Output exactly the line that includes "Query: brick wall" and all the lines after it through the end of the listing below, and nothing more.

SOURCE INFORMATION below:

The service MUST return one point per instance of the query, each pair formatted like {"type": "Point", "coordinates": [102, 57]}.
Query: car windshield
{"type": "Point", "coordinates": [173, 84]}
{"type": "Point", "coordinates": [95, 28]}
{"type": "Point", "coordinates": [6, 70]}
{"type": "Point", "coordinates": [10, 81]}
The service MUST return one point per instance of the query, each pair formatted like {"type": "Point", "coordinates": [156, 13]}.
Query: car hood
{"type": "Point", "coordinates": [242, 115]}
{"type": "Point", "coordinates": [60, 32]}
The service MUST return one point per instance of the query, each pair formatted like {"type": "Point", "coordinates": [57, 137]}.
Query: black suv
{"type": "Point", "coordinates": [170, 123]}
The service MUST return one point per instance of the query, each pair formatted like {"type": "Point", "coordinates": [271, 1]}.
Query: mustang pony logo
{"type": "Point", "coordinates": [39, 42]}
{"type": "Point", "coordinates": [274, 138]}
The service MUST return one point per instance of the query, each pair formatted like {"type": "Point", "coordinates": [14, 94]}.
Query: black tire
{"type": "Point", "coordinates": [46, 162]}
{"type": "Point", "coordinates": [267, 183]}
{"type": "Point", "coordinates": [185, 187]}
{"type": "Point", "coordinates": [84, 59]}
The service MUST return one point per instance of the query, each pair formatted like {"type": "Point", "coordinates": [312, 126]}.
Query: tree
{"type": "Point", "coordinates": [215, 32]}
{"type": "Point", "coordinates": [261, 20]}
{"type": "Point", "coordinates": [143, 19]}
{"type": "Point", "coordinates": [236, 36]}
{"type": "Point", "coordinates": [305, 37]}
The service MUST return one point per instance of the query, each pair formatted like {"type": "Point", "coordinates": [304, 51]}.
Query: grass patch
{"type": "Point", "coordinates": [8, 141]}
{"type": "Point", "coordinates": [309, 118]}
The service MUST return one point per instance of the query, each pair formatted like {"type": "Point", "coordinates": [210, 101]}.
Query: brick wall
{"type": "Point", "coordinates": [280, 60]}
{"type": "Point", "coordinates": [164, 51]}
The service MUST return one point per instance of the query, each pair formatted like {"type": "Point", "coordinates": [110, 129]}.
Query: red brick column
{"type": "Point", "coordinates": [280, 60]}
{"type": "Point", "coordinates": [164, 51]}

End of SOURCE INFORMATION.

SOLUTION:
Query: brick wall
{"type": "Point", "coordinates": [280, 60]}
{"type": "Point", "coordinates": [164, 51]}
The service MUST return one point per instance of the query, each pair formatted like {"type": "Point", "coordinates": [110, 129]}.
Query: red brick column
{"type": "Point", "coordinates": [280, 60]}
{"type": "Point", "coordinates": [164, 51]}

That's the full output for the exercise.